Your instructions
Set down, word for word, everything from "Kings: Jonathan Quick, Dustin" down to "goalie Jonathan Quick." in the hockey playoff article below.

Text excerpt
>> START
2. Penner makes a peep -- Don’t look now but Dustin Penner officially joined Twitter on Sunday, a day after the brawny left wing produced a goal and an assist in the Game 1 victory at Scottrade Center. Not a bad time to open up to the world. The question is, can he string together back-to-back strong performances? Penner’s contract runs out after this season and he hasn’t done much in the past 14 months to show he’s worth the $4.25 million he's making. But if he can once again show he’s a big-game player by producing key points in the playoffs, as he did with the Ducks in 2007, he might just convince the Kings, or another organization, to meet his price tag.

3. Cue Game 2 -- In the first round of these playoffs, the team that won the second game went on to win the series five out of eight times, continuing a trend since 1987 that saw the Game 2 winner capture the series 70 percent of the time, regardless of the Game 1 outcome. The Kings are on a bit of a roll when it comes to the second playoff game, winning their past three dating back to 2010. Only in this postseason’s first round did they win the series, however. The Kings are even more impressive in their recent road playoff games, winning their past six away from Staples Center. It’s safe to say another win in St. Louis would put the Kings in great position to advance.

4. Power-play standoff -- In four regular-season games against the Kings and one playoff meeting, the Blues are 0-for-17 on the power play. The Kings have one of the best penalty-kill units in the league, but they can’t be perfect forever. That means the Kings need to find a way to produce with the man advantage, as well. They went 0-for-5 in Game 1 to fall to 3-for-31 during the postseason, making their mediocre 16.9 percent success rate during the regular season look fabulous. To their credit, the Kings set up their power play effectively in Game 1, and held possession for long stretches in the offensive zone, so it seems more likely the Kings will get on track before the Blues.

5. Quick, Quicker, Quickest -- After two failed attempts at leading his team through the first round, Kings goalie Jonathan Quick is not only playing as advertised this postseason, he’s the main reason the Kings have won five out of six playoff games. Quick, one of three finalists for the Vezina Trophy, which is awarded to the NHL's top goalie during the regular season, has allowed just nine goals and saved 95.5 percent of the shots he has faced. Opponents must feel like they need to be perfect with their shots, and that’s probably why Scott Nichol shot wide of an open net early in the second period when Quick was caught out of position following a deflected puck in the slot.

Kings: Jonathan Quick, Dustin Penner lead way in Game 1 victory

April, 28, 2012

Western Conference Semifinals

Game 1

Kings 3, St. Louis Blues 1

Eight keys to the game:

THE FACTS: Home ice doesn’t belong to the St. Louis Blues any longer, just as it was stolen from the Vancouver Canucks in the first round of the playoffs. The Kings took care of that Saturday night at Scottrade Center in St. Louis behind two rare playoff goals by the defense, a bank-shot empty-netter by Dustin Penner in the closing seconds and another stellar performance by goalie Jonathan Quick.

THE STAT: The Kings have won six consecutive playoff games on the road and are 8-2 away from Staples Center over the past three postseasons. This is the fourth consecutive playoff series in which they've taken away home-ice advantage in the first two games.
>> END
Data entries
>> START
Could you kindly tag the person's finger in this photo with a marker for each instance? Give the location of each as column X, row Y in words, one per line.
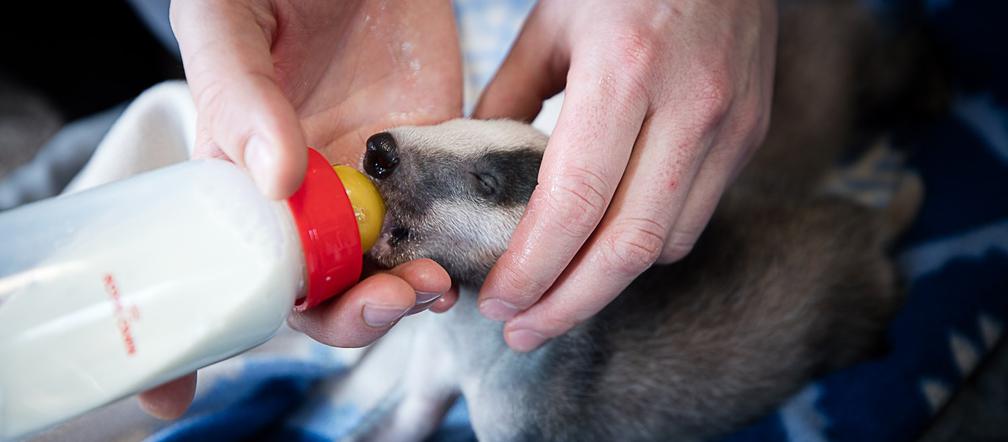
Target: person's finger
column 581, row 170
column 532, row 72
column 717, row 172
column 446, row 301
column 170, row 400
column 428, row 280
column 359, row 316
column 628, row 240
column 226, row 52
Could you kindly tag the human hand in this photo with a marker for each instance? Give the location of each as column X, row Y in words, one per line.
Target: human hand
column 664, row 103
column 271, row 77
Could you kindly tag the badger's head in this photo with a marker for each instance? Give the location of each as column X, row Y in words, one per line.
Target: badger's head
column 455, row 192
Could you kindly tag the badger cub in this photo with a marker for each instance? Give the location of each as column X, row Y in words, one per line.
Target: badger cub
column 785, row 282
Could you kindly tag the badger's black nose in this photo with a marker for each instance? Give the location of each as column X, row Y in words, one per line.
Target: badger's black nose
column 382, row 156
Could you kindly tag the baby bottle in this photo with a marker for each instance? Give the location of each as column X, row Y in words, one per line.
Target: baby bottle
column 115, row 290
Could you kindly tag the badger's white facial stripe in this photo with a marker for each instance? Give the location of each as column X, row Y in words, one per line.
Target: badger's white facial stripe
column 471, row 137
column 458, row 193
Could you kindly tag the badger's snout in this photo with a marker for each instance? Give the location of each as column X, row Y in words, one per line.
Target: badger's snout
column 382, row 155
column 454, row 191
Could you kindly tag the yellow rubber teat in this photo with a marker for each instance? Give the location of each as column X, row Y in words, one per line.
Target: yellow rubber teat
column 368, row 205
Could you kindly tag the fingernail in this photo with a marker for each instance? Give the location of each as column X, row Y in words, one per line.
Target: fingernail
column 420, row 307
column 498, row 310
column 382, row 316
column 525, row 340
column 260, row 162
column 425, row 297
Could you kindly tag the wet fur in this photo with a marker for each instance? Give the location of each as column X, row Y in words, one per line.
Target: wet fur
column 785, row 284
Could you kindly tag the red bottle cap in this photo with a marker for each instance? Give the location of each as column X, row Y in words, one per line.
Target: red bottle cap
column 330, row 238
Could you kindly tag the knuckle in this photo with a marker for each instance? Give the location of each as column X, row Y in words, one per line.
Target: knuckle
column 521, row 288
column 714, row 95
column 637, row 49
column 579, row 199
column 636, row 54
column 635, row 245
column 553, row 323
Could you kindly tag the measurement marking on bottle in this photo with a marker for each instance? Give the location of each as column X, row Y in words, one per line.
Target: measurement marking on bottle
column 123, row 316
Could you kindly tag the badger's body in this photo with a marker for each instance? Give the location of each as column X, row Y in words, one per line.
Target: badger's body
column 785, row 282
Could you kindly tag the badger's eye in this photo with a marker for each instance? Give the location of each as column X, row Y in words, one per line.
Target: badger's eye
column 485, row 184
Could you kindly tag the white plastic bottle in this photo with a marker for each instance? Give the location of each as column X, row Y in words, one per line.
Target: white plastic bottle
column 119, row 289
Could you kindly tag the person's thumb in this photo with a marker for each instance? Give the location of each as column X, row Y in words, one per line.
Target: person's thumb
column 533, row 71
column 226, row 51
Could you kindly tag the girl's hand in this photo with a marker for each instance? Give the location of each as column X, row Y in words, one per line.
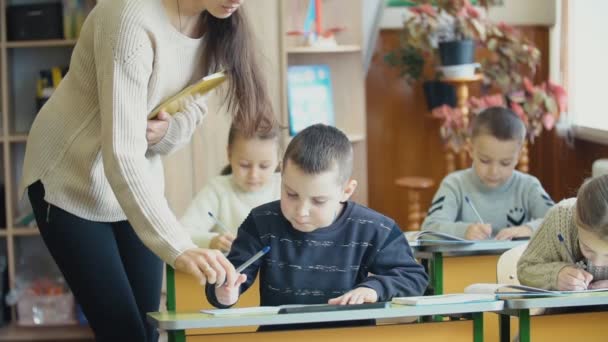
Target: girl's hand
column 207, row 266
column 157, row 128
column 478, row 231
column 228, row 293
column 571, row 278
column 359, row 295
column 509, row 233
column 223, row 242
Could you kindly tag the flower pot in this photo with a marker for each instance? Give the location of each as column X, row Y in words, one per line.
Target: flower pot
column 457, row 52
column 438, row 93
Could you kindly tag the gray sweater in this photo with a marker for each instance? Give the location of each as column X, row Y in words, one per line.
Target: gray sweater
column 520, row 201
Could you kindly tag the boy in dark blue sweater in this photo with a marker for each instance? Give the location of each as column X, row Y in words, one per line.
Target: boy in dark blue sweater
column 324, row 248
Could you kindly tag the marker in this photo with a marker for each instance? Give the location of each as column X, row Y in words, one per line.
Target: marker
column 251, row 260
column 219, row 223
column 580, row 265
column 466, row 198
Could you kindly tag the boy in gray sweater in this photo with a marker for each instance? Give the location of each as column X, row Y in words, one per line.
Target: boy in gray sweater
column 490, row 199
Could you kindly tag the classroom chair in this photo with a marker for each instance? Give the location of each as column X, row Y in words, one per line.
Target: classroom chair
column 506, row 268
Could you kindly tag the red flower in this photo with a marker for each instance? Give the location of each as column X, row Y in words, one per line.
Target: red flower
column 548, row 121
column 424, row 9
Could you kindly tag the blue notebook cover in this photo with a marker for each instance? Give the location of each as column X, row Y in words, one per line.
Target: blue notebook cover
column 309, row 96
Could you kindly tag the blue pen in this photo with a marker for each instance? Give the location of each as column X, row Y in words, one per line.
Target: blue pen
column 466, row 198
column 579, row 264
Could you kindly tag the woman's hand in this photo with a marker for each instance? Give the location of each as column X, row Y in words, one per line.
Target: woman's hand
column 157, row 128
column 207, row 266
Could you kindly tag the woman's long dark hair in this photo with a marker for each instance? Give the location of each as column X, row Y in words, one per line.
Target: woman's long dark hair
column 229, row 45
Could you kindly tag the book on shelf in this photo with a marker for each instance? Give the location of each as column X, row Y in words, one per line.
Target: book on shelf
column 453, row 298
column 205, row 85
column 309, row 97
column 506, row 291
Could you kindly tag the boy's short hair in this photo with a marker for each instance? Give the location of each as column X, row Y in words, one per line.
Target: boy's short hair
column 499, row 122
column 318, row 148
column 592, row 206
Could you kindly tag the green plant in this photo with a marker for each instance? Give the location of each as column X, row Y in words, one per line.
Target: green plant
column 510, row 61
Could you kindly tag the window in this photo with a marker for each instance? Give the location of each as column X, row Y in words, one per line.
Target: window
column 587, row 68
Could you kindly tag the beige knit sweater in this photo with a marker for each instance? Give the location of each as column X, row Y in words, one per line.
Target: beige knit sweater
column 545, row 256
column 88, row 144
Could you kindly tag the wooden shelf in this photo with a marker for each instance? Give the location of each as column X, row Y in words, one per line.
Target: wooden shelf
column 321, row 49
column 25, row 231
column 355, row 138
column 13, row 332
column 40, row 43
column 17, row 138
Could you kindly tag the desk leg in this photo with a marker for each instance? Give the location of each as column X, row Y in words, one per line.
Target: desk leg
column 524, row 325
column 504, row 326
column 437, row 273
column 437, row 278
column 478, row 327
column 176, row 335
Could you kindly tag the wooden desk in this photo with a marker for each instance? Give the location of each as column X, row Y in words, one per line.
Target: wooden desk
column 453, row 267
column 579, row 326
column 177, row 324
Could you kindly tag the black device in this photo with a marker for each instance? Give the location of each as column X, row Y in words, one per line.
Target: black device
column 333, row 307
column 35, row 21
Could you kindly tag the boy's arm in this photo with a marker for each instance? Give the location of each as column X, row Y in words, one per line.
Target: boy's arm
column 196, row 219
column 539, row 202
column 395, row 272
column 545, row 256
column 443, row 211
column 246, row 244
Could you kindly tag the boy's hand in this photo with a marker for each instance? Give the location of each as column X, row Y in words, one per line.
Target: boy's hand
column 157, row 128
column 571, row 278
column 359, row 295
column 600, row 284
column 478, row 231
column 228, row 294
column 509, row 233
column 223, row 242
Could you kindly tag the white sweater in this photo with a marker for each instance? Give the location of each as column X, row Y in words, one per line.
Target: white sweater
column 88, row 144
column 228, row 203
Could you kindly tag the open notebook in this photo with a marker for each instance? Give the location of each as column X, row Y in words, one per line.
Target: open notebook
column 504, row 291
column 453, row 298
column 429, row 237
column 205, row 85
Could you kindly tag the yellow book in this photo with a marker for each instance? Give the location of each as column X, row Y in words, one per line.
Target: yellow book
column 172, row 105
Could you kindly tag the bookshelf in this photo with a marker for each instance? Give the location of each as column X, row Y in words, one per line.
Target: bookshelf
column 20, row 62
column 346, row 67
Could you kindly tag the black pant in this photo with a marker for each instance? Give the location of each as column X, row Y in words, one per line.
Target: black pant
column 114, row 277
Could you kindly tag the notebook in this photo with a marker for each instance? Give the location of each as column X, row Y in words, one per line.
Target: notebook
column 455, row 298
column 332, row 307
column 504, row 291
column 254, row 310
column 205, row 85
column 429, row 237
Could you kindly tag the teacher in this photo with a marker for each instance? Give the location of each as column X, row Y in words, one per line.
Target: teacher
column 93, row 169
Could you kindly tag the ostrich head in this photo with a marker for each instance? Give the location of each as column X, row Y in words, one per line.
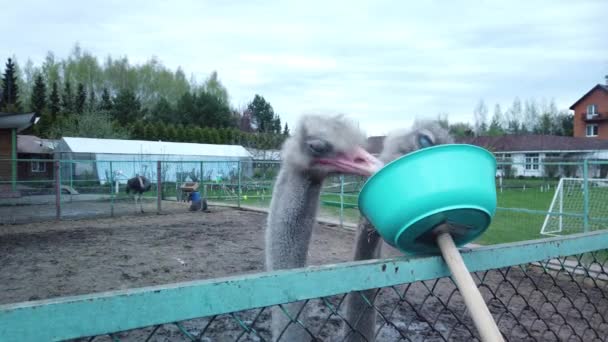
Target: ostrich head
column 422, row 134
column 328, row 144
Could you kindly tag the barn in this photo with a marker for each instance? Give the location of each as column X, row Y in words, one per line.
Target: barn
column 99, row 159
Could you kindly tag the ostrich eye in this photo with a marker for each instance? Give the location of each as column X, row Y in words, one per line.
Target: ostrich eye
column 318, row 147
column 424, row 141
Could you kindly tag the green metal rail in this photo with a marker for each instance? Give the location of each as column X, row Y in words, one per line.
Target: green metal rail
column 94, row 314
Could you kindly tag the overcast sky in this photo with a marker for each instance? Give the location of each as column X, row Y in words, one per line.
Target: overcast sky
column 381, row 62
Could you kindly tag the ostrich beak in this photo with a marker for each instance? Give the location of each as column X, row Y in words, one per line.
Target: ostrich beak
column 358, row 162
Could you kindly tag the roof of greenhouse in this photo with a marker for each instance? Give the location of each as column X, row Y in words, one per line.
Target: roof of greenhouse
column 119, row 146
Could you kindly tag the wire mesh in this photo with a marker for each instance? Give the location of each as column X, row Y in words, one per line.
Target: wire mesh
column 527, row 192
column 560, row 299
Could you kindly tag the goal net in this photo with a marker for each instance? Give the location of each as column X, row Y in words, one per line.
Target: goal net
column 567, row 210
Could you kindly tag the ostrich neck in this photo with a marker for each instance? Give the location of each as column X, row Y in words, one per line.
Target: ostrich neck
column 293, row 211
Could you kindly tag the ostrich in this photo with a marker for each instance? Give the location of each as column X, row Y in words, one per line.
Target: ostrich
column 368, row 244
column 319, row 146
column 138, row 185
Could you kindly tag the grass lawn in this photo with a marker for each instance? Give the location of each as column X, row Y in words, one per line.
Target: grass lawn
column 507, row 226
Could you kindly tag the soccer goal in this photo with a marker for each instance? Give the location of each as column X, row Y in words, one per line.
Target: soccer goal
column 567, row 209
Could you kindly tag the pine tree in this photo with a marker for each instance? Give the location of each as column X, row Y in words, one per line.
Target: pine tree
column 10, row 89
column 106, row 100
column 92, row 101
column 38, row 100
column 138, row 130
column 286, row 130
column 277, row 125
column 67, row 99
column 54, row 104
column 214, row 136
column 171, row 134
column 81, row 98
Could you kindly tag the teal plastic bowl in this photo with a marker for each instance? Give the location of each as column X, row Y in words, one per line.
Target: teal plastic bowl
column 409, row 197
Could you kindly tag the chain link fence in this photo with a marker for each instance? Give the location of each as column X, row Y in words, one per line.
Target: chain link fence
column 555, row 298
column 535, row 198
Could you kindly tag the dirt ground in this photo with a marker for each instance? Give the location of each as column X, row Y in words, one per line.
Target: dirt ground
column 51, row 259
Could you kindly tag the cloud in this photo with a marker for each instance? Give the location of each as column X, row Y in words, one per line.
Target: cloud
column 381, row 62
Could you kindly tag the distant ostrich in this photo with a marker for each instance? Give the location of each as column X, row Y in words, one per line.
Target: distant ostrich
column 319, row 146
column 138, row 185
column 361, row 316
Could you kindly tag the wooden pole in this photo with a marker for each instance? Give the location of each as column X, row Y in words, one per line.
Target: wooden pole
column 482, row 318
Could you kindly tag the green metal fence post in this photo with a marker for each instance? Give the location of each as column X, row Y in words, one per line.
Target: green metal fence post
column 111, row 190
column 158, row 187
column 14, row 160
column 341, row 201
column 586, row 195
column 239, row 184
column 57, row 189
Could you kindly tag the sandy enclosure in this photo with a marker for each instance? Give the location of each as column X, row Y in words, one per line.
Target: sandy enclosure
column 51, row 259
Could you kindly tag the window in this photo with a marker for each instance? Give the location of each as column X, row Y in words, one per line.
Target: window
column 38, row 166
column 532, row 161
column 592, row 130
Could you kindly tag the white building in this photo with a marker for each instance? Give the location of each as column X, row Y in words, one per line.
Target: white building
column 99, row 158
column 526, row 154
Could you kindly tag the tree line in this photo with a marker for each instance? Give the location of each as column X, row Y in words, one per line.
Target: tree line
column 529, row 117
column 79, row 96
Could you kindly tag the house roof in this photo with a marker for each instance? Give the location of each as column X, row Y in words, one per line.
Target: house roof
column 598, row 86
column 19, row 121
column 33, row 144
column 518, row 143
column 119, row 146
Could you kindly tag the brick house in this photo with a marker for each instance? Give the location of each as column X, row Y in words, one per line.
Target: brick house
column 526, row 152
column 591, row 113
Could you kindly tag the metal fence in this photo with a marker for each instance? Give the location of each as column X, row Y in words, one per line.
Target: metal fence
>> END
Answer to this exercise
Kings: Jonathan Quick, Dustin Penner lead way in Game 1 victory

April, 28, 2012

Western Conference Semifinals

Game 1

Kings 3, St. Louis Blues 1

Eight keys to the game:

THE FACTS: Home ice doesn’t belong to the St. Louis Blues any longer, just as it was stolen from the Vancouver Canucks in the first round of the playoffs. The Kings took care of that Saturday night at Scottrade Center in St. Louis behind two rare playoff goals by the defense, a bank-shot empty-netter by Dustin Penner in the closing seconds and another stellar performance by goalie Jonathan Quick.